(Stored data entries)
..........

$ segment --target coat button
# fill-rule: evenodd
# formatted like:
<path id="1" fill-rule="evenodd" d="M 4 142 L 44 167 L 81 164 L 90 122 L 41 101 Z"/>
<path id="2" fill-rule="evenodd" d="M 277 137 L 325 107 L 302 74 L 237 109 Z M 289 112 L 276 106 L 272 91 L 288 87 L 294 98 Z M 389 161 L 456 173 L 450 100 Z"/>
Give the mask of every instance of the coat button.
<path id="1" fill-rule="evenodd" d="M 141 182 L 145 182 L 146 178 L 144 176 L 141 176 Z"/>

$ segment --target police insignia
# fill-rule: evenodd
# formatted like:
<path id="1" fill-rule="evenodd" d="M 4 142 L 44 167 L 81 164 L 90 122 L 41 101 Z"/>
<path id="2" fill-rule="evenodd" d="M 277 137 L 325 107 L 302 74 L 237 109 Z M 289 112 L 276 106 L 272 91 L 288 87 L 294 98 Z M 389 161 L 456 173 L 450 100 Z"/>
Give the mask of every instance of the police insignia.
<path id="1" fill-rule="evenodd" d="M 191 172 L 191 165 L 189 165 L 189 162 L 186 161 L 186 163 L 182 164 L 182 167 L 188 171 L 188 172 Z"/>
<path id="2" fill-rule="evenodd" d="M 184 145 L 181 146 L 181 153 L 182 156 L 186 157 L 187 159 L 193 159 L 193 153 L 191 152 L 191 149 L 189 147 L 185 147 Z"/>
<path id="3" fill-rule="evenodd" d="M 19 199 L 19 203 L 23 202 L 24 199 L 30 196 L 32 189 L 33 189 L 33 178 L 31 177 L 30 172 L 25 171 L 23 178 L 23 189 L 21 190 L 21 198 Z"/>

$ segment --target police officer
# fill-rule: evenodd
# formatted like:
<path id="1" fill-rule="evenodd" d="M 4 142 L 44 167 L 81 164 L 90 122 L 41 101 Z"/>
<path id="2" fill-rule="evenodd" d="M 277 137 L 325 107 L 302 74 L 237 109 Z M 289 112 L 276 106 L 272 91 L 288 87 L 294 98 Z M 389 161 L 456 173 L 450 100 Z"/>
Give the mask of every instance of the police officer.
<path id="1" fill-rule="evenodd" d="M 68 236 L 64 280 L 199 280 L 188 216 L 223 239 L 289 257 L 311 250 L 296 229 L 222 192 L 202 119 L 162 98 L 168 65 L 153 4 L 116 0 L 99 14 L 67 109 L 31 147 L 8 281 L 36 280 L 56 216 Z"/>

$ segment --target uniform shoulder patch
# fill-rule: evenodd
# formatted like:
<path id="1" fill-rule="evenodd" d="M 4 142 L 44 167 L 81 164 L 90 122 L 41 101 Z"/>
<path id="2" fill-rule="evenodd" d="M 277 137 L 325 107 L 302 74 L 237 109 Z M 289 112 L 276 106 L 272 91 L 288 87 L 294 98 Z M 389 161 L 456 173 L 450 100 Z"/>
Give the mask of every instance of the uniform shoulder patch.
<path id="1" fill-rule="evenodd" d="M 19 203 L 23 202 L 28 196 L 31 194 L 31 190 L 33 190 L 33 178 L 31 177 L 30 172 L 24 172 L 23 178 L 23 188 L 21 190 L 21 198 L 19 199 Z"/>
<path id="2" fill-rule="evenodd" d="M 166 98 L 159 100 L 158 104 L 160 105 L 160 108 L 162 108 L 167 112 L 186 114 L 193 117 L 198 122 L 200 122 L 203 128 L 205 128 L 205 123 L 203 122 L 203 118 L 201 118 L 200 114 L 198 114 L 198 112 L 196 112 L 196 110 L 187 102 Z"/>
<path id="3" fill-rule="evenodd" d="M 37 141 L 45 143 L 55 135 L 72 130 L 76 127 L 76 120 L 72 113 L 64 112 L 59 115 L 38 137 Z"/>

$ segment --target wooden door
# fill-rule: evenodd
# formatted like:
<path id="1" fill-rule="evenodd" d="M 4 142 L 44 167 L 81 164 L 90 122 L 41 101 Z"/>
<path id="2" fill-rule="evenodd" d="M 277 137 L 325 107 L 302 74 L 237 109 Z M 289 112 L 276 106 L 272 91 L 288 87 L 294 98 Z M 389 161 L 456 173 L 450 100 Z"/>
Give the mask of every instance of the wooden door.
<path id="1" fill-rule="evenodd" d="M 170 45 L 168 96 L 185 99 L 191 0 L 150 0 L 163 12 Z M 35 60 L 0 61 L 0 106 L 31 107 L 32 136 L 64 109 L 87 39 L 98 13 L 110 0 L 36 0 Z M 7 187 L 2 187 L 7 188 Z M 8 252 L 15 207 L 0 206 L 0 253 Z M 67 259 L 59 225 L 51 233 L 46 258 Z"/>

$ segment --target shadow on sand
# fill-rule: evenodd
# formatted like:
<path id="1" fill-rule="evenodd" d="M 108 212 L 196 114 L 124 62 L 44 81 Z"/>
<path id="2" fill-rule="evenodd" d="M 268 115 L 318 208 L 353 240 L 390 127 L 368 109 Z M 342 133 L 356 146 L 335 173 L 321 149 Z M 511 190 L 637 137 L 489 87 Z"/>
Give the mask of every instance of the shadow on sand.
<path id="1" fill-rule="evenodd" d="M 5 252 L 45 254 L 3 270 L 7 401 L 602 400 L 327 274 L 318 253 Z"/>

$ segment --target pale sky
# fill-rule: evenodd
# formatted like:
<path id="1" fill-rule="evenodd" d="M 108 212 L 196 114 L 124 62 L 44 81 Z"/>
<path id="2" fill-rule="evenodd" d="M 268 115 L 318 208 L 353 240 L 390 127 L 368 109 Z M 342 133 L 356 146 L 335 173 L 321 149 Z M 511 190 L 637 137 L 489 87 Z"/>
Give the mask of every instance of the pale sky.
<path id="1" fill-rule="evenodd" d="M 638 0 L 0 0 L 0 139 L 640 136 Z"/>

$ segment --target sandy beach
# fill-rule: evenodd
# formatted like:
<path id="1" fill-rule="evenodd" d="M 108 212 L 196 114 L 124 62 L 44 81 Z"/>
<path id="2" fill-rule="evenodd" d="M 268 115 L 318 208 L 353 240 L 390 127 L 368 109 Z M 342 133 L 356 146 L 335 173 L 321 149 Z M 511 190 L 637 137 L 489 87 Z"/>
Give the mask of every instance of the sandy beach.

..........

■ WORK ITEM:
The full set of records above must be retyped exactly.

■ RESPONSE BOX:
$ segment --target coat button
# fill-rule: evenodd
# formatted like:
<path id="1" fill-rule="evenodd" d="M 4 142 L 44 167 L 81 164 L 90 122 L 41 101 Z"/>
<path id="2" fill-rule="evenodd" d="M 277 137 L 325 107 L 302 74 L 237 109 Z M 289 112 L 276 106 L 272 91 L 288 87 L 294 98 Z M 389 161 L 456 173 L 450 100 Z"/>
Give the mask of every instance of the coat button.
<path id="1" fill-rule="evenodd" d="M 141 182 L 145 182 L 146 178 L 144 176 L 141 176 Z"/>

$ segment --target police insignia
# fill-rule: evenodd
# formatted like:
<path id="1" fill-rule="evenodd" d="M 4 142 L 44 167 L 81 164 L 90 122 L 41 101 Z"/>
<path id="2" fill-rule="evenodd" d="M 277 137 L 325 107 L 302 74 L 237 109 Z M 289 112 L 276 106 L 272 91 L 288 87 L 294 98 Z M 389 161 L 456 173 L 450 100 Z"/>
Give the mask of every instance of the police insignia.
<path id="1" fill-rule="evenodd" d="M 191 172 L 191 165 L 189 165 L 189 162 L 186 161 L 186 163 L 182 164 L 182 167 L 188 171 L 188 172 Z"/>
<path id="2" fill-rule="evenodd" d="M 184 145 L 181 146 L 181 153 L 182 156 L 186 157 L 187 159 L 193 159 L 193 153 L 191 152 L 191 149 L 189 147 L 185 147 Z"/>
<path id="3" fill-rule="evenodd" d="M 19 199 L 19 203 L 23 202 L 24 199 L 30 196 L 32 189 L 33 189 L 33 178 L 31 177 L 30 172 L 25 171 L 23 178 L 23 189 L 21 190 L 21 198 Z"/>

$ segment --target police officer
# fill-rule: evenodd
# formatted like:
<path id="1" fill-rule="evenodd" d="M 4 142 L 44 167 L 81 164 L 90 122 L 41 101 Z"/>
<path id="2" fill-rule="evenodd" d="M 277 137 L 325 107 L 302 74 L 237 109 Z M 289 112 L 276 106 L 272 91 L 288 87 L 294 98 Z M 389 161 L 456 173 L 450 100 Z"/>
Give the mask of every instance of the police officer.
<path id="1" fill-rule="evenodd" d="M 68 236 L 64 280 L 199 280 L 188 216 L 223 239 L 289 257 L 311 250 L 296 229 L 222 192 L 202 119 L 162 98 L 168 65 L 153 4 L 116 0 L 99 14 L 67 109 L 31 147 L 8 281 L 36 280 L 56 216 Z"/>

$ segment --target uniform shoulder patch
# fill-rule: evenodd
# formatted like:
<path id="1" fill-rule="evenodd" d="M 4 142 L 44 167 L 81 164 L 90 122 L 41 101 Z"/>
<path id="2" fill-rule="evenodd" d="M 277 137 L 325 107 L 302 74 L 237 109 Z M 289 112 L 276 106 L 272 91 L 288 87 L 294 98 Z M 389 161 L 456 173 L 450 100 Z"/>
Give the mask of every instance of the uniform shoulder patch.
<path id="1" fill-rule="evenodd" d="M 19 203 L 23 202 L 28 196 L 31 194 L 31 190 L 33 190 L 33 178 L 31 177 L 30 172 L 24 172 L 23 178 L 23 188 L 21 190 L 21 198 L 19 199 Z"/>
<path id="2" fill-rule="evenodd" d="M 166 98 L 159 100 L 158 104 L 160 105 L 160 108 L 162 108 L 167 112 L 186 114 L 193 117 L 198 122 L 200 122 L 203 128 L 205 128 L 205 123 L 203 122 L 203 118 L 201 118 L 200 114 L 198 114 L 198 112 L 196 112 L 196 110 L 187 102 Z"/>
<path id="3" fill-rule="evenodd" d="M 37 141 L 45 143 L 55 135 L 72 130 L 76 127 L 76 120 L 72 113 L 64 112 L 59 115 L 38 137 Z"/>

$ segment --target wooden door
# fill-rule: evenodd
# formatted like:
<path id="1" fill-rule="evenodd" d="M 4 142 L 44 167 L 81 164 L 90 122 L 41 101 Z"/>
<path id="2" fill-rule="evenodd" d="M 277 137 L 325 107 L 302 74 L 237 109 Z M 289 112 L 276 106 L 272 91 L 288 87 L 294 98 Z M 389 161 L 456 173 L 450 100 Z"/>
Give the mask of every instance of the wooden door.
<path id="1" fill-rule="evenodd" d="M 170 45 L 168 96 L 185 99 L 191 0 L 150 0 L 163 12 Z M 35 60 L 0 61 L 0 106 L 31 107 L 32 136 L 64 109 L 87 39 L 98 13 L 110 0 L 36 0 Z M 7 187 L 2 187 L 7 188 Z M 8 252 L 15 207 L 0 206 L 0 253 Z M 67 259 L 59 225 L 51 233 L 46 258 Z"/>

$ segment --target shadow on sand
# fill-rule: evenodd
# formatted like:
<path id="1" fill-rule="evenodd" d="M 108 212 L 196 114 L 124 62 L 44 81 Z"/>
<path id="2" fill-rule="evenodd" d="M 268 115 L 318 208 L 353 240 L 390 127 L 368 109 Z M 342 133 L 356 146 L 335 173 L 321 149 Z M 511 190 L 637 137 L 489 87 Z"/>
Give the mask of every instance of the shadow on sand.
<path id="1" fill-rule="evenodd" d="M 5 252 L 45 254 L 3 270 L 7 401 L 602 400 L 327 274 L 318 253 Z"/>

$ segment --target pale sky
# fill-rule: evenodd
# formatted like:
<path id="1" fill-rule="evenodd" d="M 108 212 L 196 114 L 124 62 L 44 81 Z"/>
<path id="2" fill-rule="evenodd" d="M 268 115 L 318 208 L 353 240 L 390 127 L 368 109 Z M 342 133 L 356 146 L 335 173 L 321 149 Z M 511 190 L 637 137 L 489 87 Z"/>
Give the mask of every instance of the pale sky.
<path id="1" fill-rule="evenodd" d="M 638 0 L 0 0 L 0 139 L 640 136 Z"/>

$ segment --target sandy beach
# fill-rule: evenodd
# formatted like:
<path id="1" fill-rule="evenodd" d="M 108 212 L 196 114 L 124 62 L 44 81 Z"/>
<path id="2" fill-rule="evenodd" d="M 268 115 L 318 208 L 353 240 L 390 127 L 368 109 Z M 342 133 L 356 146 L 335 173 L 321 149 Z M 511 190 L 637 137 L 489 87 Z"/>
Give the mask of every instance of the sandy beach.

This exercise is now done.